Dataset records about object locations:
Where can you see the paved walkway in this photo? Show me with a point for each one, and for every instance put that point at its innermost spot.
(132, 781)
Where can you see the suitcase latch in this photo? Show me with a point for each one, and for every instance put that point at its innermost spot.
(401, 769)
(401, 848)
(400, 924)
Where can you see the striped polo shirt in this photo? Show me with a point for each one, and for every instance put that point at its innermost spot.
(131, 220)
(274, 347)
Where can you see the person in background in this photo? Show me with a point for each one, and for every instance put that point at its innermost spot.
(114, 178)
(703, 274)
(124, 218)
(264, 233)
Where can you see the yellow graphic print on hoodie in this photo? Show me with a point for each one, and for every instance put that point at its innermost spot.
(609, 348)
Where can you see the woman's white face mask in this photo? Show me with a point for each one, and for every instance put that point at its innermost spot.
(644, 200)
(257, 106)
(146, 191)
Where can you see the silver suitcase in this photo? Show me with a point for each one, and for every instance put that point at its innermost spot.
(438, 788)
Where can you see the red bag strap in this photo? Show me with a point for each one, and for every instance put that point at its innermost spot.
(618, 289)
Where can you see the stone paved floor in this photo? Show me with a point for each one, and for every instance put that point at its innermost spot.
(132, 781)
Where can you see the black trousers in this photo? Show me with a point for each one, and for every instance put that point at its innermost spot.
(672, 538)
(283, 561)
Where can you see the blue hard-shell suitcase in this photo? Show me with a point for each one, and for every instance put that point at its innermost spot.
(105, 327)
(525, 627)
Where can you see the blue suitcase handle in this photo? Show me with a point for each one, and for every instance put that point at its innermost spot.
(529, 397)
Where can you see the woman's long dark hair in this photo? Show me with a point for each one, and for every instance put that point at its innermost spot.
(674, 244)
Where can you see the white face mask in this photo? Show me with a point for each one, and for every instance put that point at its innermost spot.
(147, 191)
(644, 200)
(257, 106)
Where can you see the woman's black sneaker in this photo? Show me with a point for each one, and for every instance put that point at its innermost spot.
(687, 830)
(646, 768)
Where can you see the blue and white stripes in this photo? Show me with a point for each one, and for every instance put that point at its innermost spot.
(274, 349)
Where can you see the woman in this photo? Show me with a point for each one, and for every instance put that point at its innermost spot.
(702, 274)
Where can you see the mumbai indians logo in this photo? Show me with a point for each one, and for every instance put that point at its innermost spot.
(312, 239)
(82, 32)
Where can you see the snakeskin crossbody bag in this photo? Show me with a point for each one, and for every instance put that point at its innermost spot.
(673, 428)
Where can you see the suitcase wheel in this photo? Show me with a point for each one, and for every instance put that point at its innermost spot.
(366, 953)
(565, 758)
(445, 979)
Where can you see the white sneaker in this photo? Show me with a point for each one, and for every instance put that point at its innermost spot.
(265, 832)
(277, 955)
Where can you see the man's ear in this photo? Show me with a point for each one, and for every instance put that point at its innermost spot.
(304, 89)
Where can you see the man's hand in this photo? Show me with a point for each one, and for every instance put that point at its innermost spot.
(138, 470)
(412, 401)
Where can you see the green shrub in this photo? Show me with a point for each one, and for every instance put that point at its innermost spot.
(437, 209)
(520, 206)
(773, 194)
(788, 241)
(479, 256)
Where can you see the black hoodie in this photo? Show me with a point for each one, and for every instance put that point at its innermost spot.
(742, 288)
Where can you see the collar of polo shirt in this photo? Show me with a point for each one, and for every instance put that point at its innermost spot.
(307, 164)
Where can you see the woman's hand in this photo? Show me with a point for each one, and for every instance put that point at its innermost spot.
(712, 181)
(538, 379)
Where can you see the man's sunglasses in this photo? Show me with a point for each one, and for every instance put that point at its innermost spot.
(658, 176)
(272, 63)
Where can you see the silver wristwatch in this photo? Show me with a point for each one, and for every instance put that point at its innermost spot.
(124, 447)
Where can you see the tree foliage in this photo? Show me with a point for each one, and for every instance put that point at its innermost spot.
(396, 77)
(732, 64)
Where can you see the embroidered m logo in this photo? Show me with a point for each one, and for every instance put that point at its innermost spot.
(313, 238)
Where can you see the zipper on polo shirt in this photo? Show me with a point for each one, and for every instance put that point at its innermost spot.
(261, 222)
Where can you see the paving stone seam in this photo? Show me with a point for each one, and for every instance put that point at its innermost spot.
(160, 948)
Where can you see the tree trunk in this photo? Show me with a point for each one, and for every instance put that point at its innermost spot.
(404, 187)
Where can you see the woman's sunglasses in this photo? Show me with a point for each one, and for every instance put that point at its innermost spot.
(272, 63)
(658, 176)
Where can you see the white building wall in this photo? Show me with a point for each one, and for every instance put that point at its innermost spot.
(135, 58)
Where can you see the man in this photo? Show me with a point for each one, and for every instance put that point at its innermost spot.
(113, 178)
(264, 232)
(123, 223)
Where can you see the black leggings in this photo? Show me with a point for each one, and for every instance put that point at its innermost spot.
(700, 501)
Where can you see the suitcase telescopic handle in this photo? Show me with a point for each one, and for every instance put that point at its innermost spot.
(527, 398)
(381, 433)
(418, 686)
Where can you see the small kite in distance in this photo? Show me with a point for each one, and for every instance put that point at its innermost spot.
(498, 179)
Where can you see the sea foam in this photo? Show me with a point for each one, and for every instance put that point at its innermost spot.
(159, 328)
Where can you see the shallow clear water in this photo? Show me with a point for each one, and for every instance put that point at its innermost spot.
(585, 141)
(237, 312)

Job
Repeat the listing above without any change.

Task response
Where can you see the paved walkway in this photo? Show me with a point for each one, and for every instance put that point at its innermost spot.
(132, 781)
Where can you see the suitcase latch in this photo? Show me with a point for each one, and for every instance put that point at its innermost spot.
(401, 769)
(401, 848)
(400, 924)
Where can you see the striped polo shirt in this photo? Show me with a point for each one, and for every instance put that point at its innermost spot.
(131, 220)
(274, 347)
Where can you see the person in background in this photo? Show me with a point for each one, and for every instance put that point at its innermost spot.
(114, 178)
(703, 274)
(124, 218)
(264, 233)
Where can you see the yellow graphic print on hoodie in this photo? Show me with a point for each one, and for every instance put that point at its innermost spot.
(609, 348)
Where can you see the woman's white face mask in this photo? Show me with a point for each one, and for every instance put that point at its innermost spot.
(644, 200)
(257, 106)
(146, 191)
Where can you see the silver suitcase in this photo? Show me with a point for each one, and for every instance put that point at its innermost spot.
(438, 788)
Where can you see the red bag strap in this photo? Show me with a point for each one, and for every instance put that point at its innermost spot.
(618, 289)
Where can you see the stone paved floor in this photo? Show me with a point for each one, and for every instance put that point at its innermost spot.
(132, 781)
Where can you see the black trousers in this photo? Show me with a point for each one, and for every instance put that point at its innermost spot.
(672, 538)
(283, 561)
Where can you see the blue hard-shell suitcase in this photo? Show me with a point for each one, and for every instance put that point at its innermost spot.
(105, 327)
(525, 627)
Where can you see the blue suitcase handle in this photo? Show me with a point for each one, and for every instance put that point at its innermost spot.
(529, 397)
Where can you see the woman's long dark hair in this photo? Show me with a point for each one, and for every instance put that point at its innermost spot.
(674, 244)
Where can you see the white face mask in this photo? Show me with a point for each one, and for every instance put that point at its innermost spot.
(147, 191)
(644, 200)
(257, 106)
Where can you see the woman's black sneaker in this photo? Show me with a point for each one, and for every instance put that point at its innermost spot.
(687, 830)
(646, 768)
Where can you see the blue and white stripes in this photo? Show me with a point for each one, and for every instance put that point at its innermost spot.
(274, 349)
Where can you see the woman in this photo? Show me with a point for each one, and for every instance put that point at its innermost spot.
(702, 274)
Where can you see the mumbai indians logo in this photo? Show me with a point for each one, and for every instance put that point at its innermost spot.
(312, 239)
(82, 32)
Where can you see the snakeskin crossbody bag in this photo? Show me with a point for each one, and for every instance put that point at its innermost spot.
(673, 428)
Where can you see the suitcase wheel in this photo? Show me with a point for each one, and for every instance put that point at its innermost spot.
(366, 953)
(565, 758)
(445, 979)
Where can you see the white sneaker in this photo? Show me with a point for each one, and for every instance put that point at its innermost spot.
(265, 832)
(277, 955)
Where can you see the man's ear in this photo? Show me with a point for each one, and for every instance put that point at its innermost spot.
(304, 89)
Where can you see the man's hand in this photo? Show me with a point for each one, and for every instance put that point at its innermost spot.
(138, 470)
(412, 401)
Where can you see the green shrub in this photo? Show me with a point for each one, and for every instance put that point at its innermost spot.
(437, 209)
(520, 206)
(773, 194)
(788, 241)
(479, 256)
Where can you see the black hoodie in this photo? Show me with a point for each one, and for every instance put that point at its innermost spot.
(742, 288)
Where can you see the collar of polo shirt in this photo? Show me with a point for each one, and for every instance put that point at its innermost spot.
(307, 164)
Where can you see the woman's hand in this photo? Show me with a point for each one, and for every instance put that point at its innermost spot.
(712, 181)
(538, 379)
Where can you see the man's sunglasses in this photo? Show me with a point for each one, and for every instance put that point at its innermost spot.
(658, 176)
(272, 63)
Where can you see the silver wristwatch in this photo? Show me with a point for each one, and for every instance put that point at its innermost spot.
(124, 447)
Where can you see the tree foliage in this photo? Show me with a point for each one, and for every instance put that point at its innermost spot.
(396, 77)
(732, 64)
Where can you see the embroidered m logo in this photo? Show me with a point for each one, and for every instance put that point at its innermost spot.
(313, 238)
Where can you see the zipper on polo shirt in this photo? Show me with a point for each one, and for every instance put that point at its innermost spot.
(261, 222)
Where can you see the paving stone seam in this photo? Show me with a point for each one, and for every instance put that point at its innermost spot.
(160, 948)
Where can you see the tree trunk in this photo? Show me with a point for each one, and for every instance put that point at its innermost spot.
(404, 187)
Where can you see the woman's sunglasses in this photo? Show me with a point for each one, and for every instance put that point at its innermost spot.
(272, 63)
(658, 176)
Where can you see the white building wall in this photo? Show me with a point for each one, and for every instance put that point at its innermost spot.
(135, 58)
Where can you see the man in this photo? Show me with a point for each one, and for every instance put that point at its innermost spot.
(113, 178)
(264, 232)
(123, 223)
Where can you see the black leggings in this photo? Show me with a point for each one, and for every instance put that point at its innermost spot.
(700, 501)
Where can you see the suitcase telescopic handle in this photo? Show me with a point for each one, and for every instance put that point at its innermost spot.
(527, 398)
(381, 433)
(418, 686)
Where can you see the small kite in distance in this photo? Show me with a point for each one, and for every instance put that point at its innermost spot.
(498, 179)
Where can you see the sea foam in this photo? Show me with a point for each one, and for every instance put that point at its innermost spot.
(159, 328)
Where can you see the shallow clear water in this photo? Show me with a point for each one, and for every instance put that point at its innermost spot.
(585, 141)
(237, 312)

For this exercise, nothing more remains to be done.